What is required -> Every line of the data below should be printed exactly. Nothing may be dropped.

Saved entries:
------------------------------------------------------------------------
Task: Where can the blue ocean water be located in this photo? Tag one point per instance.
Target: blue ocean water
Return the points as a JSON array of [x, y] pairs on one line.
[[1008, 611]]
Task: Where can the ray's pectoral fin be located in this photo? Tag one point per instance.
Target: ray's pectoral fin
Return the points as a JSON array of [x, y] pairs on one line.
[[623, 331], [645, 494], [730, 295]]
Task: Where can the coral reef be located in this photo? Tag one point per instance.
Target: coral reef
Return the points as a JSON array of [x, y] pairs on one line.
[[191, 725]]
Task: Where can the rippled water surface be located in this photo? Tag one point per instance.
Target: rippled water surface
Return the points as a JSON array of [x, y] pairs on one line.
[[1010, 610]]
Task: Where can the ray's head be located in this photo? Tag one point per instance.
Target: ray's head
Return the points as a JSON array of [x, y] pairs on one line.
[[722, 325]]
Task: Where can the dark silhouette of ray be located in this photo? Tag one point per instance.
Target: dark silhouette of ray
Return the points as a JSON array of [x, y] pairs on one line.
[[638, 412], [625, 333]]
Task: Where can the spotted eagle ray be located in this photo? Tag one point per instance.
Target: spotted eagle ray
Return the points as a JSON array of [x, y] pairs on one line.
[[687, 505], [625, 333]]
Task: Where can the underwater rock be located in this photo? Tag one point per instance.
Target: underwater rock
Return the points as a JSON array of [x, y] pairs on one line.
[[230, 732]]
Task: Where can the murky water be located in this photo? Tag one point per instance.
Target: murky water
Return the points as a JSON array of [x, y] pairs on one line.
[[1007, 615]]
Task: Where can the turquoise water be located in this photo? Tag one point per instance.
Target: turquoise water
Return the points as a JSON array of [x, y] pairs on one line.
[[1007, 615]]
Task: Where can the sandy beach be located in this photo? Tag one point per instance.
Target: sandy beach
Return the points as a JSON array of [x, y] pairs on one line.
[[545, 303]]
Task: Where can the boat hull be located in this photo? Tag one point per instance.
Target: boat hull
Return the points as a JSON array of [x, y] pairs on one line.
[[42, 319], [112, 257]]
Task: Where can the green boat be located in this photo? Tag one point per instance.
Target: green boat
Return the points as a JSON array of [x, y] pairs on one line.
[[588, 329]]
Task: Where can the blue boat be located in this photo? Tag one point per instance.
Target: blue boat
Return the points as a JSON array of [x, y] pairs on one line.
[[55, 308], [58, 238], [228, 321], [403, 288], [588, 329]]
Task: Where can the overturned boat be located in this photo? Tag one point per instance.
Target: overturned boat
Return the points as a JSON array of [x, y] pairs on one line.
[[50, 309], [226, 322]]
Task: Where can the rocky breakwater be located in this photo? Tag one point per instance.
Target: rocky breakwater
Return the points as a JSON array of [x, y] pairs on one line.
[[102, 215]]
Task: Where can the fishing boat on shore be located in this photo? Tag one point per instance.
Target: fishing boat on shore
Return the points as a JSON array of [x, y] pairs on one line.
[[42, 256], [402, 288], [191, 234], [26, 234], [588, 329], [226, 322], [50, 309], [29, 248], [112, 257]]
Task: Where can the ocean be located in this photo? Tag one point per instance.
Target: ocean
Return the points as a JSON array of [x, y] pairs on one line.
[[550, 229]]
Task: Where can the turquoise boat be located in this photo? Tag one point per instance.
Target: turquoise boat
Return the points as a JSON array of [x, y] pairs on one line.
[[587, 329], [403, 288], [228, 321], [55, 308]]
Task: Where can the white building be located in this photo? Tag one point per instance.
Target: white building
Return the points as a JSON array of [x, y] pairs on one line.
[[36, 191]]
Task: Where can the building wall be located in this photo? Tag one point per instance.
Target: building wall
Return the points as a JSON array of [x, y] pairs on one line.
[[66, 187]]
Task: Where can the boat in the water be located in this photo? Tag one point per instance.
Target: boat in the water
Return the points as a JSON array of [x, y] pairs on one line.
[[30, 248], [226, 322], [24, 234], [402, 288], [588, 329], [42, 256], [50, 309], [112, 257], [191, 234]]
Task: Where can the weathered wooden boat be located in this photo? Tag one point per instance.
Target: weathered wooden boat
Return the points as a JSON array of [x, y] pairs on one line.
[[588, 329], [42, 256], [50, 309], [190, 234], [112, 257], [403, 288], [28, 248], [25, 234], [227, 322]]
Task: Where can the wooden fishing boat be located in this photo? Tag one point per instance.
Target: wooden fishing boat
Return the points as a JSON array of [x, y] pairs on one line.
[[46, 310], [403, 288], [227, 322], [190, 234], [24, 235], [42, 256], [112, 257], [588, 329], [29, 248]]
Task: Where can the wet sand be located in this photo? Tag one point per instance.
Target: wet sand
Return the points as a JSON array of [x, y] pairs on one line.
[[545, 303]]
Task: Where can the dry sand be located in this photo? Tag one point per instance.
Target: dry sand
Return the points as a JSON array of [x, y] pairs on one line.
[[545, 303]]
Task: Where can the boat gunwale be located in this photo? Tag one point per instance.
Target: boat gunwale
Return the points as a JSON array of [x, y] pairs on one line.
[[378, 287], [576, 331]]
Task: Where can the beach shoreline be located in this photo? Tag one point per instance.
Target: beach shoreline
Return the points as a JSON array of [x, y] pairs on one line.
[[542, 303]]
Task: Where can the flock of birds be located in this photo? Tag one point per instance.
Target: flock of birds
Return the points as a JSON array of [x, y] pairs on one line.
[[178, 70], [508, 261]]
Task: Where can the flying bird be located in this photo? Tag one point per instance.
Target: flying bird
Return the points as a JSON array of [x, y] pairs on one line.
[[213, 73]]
------------------------------------------------------------------------
Solved exercise ->
Task: Where can the blue ocean water be located in this photo? Tag one point per instance.
Target: blue ocean water
Return the points as a JSON array of [x, y] pairs on one line.
[[1008, 611]]
Task: Where can the ray's pectoral fin be located in this photo? Tag one point per instance.
Target: ray's pectoral fin
Return the points as a JSON array of [x, y] pairs on one line.
[[623, 331], [645, 494], [730, 295]]
Task: Where can the coral reef be located in this photo? Tag one point per instance.
Target: coral reef
Return the points as a JSON array of [x, y] pairs on one line.
[[191, 725]]
Task: Where can the rippled water surface be located in this photo? Tag one point per instance.
Target: rippled water surface
Return the points as a JSON array of [x, y] pairs on one line.
[[1010, 610]]
Task: Where can the ray's head be located in this photo? Tag one point per instance.
Target: ray's head
Return the points as a JSON array of [x, y] pairs on one line.
[[722, 325]]
Task: Where can the dark silhouette of ray be located in this photo? Tag one point per instance.
Target: dark silhouette of ray
Return the points as a JSON array of [x, y] pairs on one line.
[[638, 412], [625, 333]]
Task: Where can the spotted eagle ray be located in this photo? Tag one point per instance.
Target: spotted eagle ray
Return the points as a JSON array of [x, y] pairs on one line.
[[687, 505], [625, 333]]
Task: Where can the underwater rock be located in this photo? Tag one point per instance.
Target: underwater rock
Return the points as a JSON array of [x, y] pairs on one line.
[[230, 732]]
Task: Where can the murky water be located in this photo? Tag one point per instance.
Target: murky water
Return the points as a JSON array of [x, y] pairs on one line.
[[1007, 615]]
Task: Where can the turquoise water be located in this photo? Tag one point per instance.
Target: turquoise water
Return the points as a JSON array of [x, y] pairs on one line.
[[1007, 615]]
Task: Where can the sandy beach be located in this photo? Tag one point per instance.
Target: sandy beach
Return the points as a JSON array of [x, y] pairs on one line.
[[545, 303]]
Task: Where can the boat hull be located in this photo? Tag one point per instance.
Target: boat hull
Return the points as a JSON array of [x, y] pairs on one line.
[[42, 319], [112, 257]]
Task: Where can the green boat be located in this photo? Tag one point per instance.
Target: green boat
Return the points as a JSON array of [x, y] pairs on one line.
[[588, 329]]
Task: Where can the blue boat be located in this photo? Tag one point per instance.
Target: blue boat
Return the points as a JSON array of [x, y] pairs on one line.
[[55, 308], [58, 238], [228, 321], [403, 288], [588, 329]]
Task: Where can the overturned boat be located in this photo? Tag one point per instance.
Target: overturned boat
Return the points as a JSON array of [x, y] pairs on one line.
[[50, 309], [226, 322]]
Task: Where can the rocky breakwater be located in this photo? Tag one point per instance.
Target: rocky breakwater
Return the points as a JSON array of [x, y] pairs on one line.
[[102, 215]]
Task: Where can the fishing boat on shore be located in this photo? Tag one point per instance.
Target: fishing boat on shore
Return the points as a JSON array of [x, y] pairs on one line.
[[42, 256], [402, 288], [191, 234], [26, 234], [588, 329], [226, 322], [50, 309], [29, 248], [112, 257]]
Task: Where can the ocean be located in this photo? Tag one point per instance.
Target: ocean
Return the points as a JSON array of [x, y] pairs on one line.
[[550, 229]]
Task: Where can the turquoise boat be located in this photo? Tag one point per instance.
Target: turquoise boat
Return the points as a JSON array of [x, y] pairs on one line.
[[587, 329], [403, 288], [228, 321], [55, 308]]
Task: Where can the white building be located in this photo? Tag one point per instance.
Target: white building
Return the points as a JSON array of [x, y] pairs on one line.
[[36, 191]]
Task: Where can the building wall be located in this photo? Tag one point per instance.
Target: building wall
Return the points as a JSON array of [x, y] pairs on one line.
[[66, 187]]
Task: Where can the boat in the water be located in this photo? Tag one point per instance.
Target: boat in the water
Return the points as a JSON array of [x, y] pairs on one line.
[[30, 248], [226, 322], [24, 234], [402, 288], [588, 329], [42, 256], [50, 309], [112, 257], [191, 234]]
Task: Where can the weathered wooden boat be located in this photo? Tag one point per instance.
Target: weathered wooden boat
Return the points as a JSON array of [x, y] pairs on one line.
[[588, 329], [42, 256], [50, 309], [190, 234], [112, 257], [403, 288], [28, 248], [25, 234], [227, 322]]
Task: Where can the wooden fishing boat be located in this photo? Tag one point per instance.
Target: wooden fishing boat
Return the points as a JSON array of [x, y] pairs on one line.
[[46, 310], [403, 288], [227, 322], [190, 234], [24, 235], [42, 256], [112, 257], [588, 329], [29, 248]]
Task: Where can the wet sand be located in this photo? Tag one point per instance.
Target: wet sand
Return the points as a JSON array of [x, y] pairs on one line.
[[545, 303]]
Task: Where can the dry sand be located in this photo? Tag one point per instance.
Target: dry sand
Return the points as a JSON array of [x, y] pairs on one line.
[[545, 303]]
Task: Where can the boat gunwale be located in this photo? Tag one point per instance.
Target: boat gunwale
Return the points as a JSON array of [x, y] pairs on one line.
[[378, 287], [576, 331]]
Task: Where can the beach shoreline be located in this photo? Tag one point per instance.
Target: beach shoreline
Return the points as a JSON array of [x, y] pairs on one line.
[[542, 303]]
Task: Where can the flock of birds be located in this photo? Tag one point per instance.
Target: flock of birds
Return the points as a JSON array of [x, y] pairs on one line.
[[178, 70], [508, 261]]
Task: Where can the flying bird be located in this photo? Tag one point per instance.
Target: flying bird
Return the points as a JSON array of [x, y] pairs on one line.
[[213, 73]]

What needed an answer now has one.